-- Provided data --

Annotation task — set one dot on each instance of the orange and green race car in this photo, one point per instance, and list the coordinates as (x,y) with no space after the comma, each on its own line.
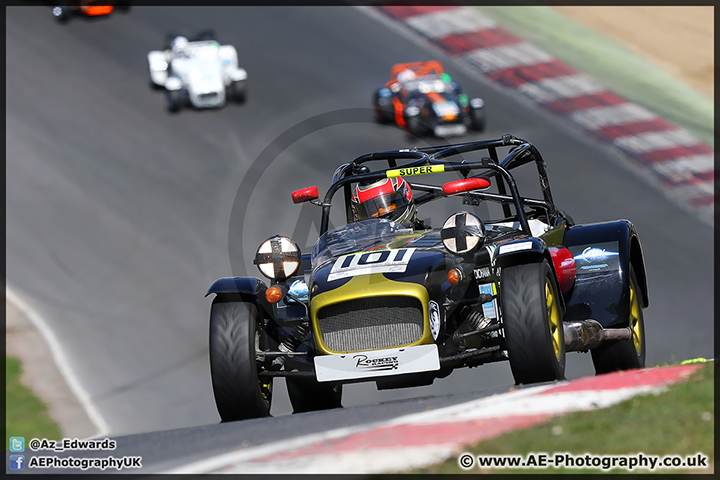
(88,8)
(423,99)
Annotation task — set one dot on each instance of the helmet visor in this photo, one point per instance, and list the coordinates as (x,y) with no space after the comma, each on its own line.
(380,206)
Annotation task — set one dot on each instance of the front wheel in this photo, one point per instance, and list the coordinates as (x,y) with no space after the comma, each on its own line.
(237,91)
(624,354)
(532,320)
(234,341)
(308,395)
(477,119)
(173,101)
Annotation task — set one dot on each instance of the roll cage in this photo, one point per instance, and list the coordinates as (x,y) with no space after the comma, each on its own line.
(432,158)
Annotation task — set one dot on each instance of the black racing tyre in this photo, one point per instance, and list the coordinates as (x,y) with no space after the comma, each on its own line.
(477,119)
(234,339)
(173,100)
(308,395)
(624,354)
(532,320)
(382,115)
(237,91)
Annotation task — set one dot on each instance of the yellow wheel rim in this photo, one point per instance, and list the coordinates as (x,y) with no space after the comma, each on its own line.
(635,313)
(553,320)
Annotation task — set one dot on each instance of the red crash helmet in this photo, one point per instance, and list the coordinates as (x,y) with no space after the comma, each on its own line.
(388,198)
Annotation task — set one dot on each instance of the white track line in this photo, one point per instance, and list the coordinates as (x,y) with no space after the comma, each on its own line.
(61,361)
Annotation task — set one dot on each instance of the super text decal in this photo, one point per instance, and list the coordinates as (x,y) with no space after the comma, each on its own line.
(409,171)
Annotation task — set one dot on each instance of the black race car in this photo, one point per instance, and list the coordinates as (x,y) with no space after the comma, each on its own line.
(422,98)
(401,304)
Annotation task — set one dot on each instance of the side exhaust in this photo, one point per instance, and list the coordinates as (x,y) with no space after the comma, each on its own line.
(588,334)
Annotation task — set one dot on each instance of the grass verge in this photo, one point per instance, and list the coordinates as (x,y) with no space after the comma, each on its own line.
(25,414)
(676,422)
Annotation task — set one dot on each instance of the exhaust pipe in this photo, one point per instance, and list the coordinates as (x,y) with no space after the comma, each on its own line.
(588,334)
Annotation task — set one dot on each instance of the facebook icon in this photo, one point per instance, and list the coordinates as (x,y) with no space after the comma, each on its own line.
(17,462)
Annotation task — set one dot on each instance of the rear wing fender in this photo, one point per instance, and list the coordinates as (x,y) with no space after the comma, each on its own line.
(603,254)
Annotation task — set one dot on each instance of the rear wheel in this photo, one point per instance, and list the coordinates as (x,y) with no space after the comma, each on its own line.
(307,394)
(532,321)
(624,354)
(234,341)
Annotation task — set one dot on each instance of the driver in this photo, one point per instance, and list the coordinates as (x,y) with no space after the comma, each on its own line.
(389,198)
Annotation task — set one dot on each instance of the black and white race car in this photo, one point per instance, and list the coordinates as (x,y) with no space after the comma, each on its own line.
(197,72)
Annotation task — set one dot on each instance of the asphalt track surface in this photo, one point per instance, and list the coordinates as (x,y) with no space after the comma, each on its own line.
(119,215)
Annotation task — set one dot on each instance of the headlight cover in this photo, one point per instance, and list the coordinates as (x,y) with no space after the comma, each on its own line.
(462,233)
(278,258)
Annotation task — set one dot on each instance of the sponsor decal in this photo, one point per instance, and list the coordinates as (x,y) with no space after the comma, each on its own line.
(299,289)
(363,362)
(434,311)
(483,272)
(385,261)
(598,258)
(514,247)
(405,172)
(489,309)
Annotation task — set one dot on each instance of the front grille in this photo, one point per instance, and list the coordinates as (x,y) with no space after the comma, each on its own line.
(371,323)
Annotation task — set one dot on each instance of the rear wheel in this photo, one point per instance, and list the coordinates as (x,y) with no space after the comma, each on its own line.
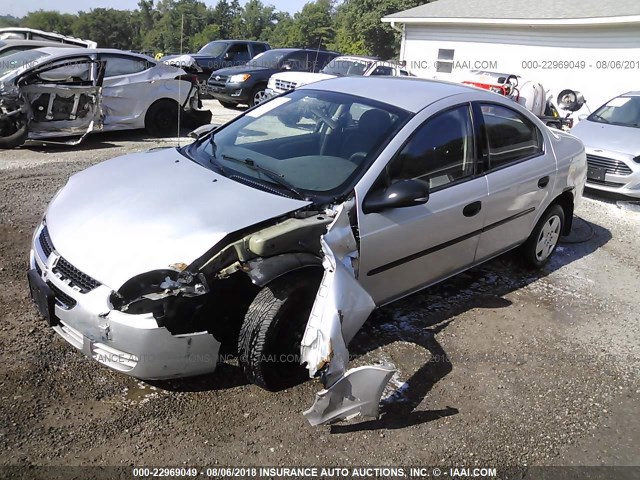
(270,336)
(162,118)
(543,241)
(13,132)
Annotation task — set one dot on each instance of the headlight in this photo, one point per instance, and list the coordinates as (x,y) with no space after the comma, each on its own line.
(239,78)
(146,293)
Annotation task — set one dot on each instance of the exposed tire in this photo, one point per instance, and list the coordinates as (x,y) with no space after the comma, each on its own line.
(162,118)
(258,95)
(13,134)
(544,238)
(227,104)
(270,336)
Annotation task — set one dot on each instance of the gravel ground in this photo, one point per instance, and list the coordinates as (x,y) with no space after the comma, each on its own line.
(496,367)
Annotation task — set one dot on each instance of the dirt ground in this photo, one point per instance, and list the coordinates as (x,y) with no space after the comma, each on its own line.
(498,366)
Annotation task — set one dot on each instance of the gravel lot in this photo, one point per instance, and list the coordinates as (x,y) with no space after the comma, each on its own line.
(496,367)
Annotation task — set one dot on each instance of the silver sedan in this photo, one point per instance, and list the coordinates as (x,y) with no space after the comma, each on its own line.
(277,238)
(611,136)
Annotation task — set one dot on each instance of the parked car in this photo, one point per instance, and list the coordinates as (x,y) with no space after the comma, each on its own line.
(56,92)
(347,65)
(216,55)
(22,33)
(611,135)
(8,47)
(385,186)
(247,84)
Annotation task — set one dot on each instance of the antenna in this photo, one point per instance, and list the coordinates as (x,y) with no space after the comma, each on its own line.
(180,81)
(315,63)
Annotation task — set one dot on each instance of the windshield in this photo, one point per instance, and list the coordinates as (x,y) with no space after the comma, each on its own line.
(19,59)
(268,59)
(346,67)
(214,49)
(622,111)
(311,143)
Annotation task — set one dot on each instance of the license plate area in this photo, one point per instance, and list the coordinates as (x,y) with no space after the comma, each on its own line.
(43,297)
(596,173)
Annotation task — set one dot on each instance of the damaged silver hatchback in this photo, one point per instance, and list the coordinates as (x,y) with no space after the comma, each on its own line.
(72,92)
(276,235)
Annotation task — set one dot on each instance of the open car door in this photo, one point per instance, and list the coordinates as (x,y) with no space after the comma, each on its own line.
(64,97)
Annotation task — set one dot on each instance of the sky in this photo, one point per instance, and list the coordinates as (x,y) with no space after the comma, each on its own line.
(20,8)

-- Given problem --
Give the lines from the one containing "of the damaged" through the end of the entries again, exactly as written and with no other lines.

-- Result of the task --
Annotation task — set one dot on each instance of the damaged silver hatchback in this photo, one point per instance, and list the coordinates as (x,y) with no space after the comma, each on its own line.
(72,92)
(276,235)
Annotation task — set one dot on each instance of the open car door in this photo, one point per instance, and list the coordinates as (x,y) with no space after the comma, each on its own line.
(64,97)
Annotation task — set one dot on each instance of the sky in this photo, one point per instance, and list the coordinates as (x,y) with no space after the comma, each on its own line.
(20,8)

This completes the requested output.